Description of the task: What is needed is an exact transcription of every entry below.

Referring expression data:
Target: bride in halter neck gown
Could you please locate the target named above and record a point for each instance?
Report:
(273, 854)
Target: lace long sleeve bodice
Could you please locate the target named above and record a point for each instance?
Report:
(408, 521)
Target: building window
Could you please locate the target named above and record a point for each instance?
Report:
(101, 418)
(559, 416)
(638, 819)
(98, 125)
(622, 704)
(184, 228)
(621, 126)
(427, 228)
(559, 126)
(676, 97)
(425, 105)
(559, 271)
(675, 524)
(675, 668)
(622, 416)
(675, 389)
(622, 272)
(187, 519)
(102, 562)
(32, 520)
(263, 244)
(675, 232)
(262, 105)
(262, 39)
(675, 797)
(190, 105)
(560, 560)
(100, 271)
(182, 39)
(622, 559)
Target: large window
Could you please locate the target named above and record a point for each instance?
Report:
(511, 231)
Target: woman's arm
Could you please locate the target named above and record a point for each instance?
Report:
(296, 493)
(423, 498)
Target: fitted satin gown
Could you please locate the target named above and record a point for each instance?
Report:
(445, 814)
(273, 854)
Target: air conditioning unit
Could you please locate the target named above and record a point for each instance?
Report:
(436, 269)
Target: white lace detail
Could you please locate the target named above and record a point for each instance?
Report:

Response box:
Target: bride in halter neck gown
Could you please locate the target named above and record a point for each instance?
Report:
(273, 854)
Target: lace long sleeve bodice
Could you please locate the target named above and record a point for each instance?
Report:
(408, 521)
Target: building window
Could you please locate the target named above and record a point for each instance?
Report:
(101, 418)
(559, 416)
(638, 819)
(98, 125)
(622, 704)
(184, 228)
(621, 126)
(427, 228)
(559, 126)
(676, 97)
(425, 105)
(559, 271)
(675, 524)
(675, 668)
(622, 416)
(675, 389)
(622, 272)
(187, 519)
(102, 562)
(32, 520)
(263, 244)
(675, 232)
(262, 105)
(262, 39)
(675, 797)
(190, 105)
(560, 560)
(100, 271)
(182, 39)
(622, 559)
Target: large window
Could you please locate the target named above and record a point for each instance?
Report:
(511, 231)
Target: woman's arm
Could you please locate the target named above and record a point for each instance?
Report:
(296, 493)
(423, 498)
Target: fitted satin gown
Could you please locate the target named above and record a point for each instance?
Report:
(445, 814)
(273, 854)
Target: air conditioning unit
Could you please locate the target named above and record a point for each instance?
Report:
(436, 269)
Target: white lace detail
Could you please locate the target named above and record a point for each instance?
Report:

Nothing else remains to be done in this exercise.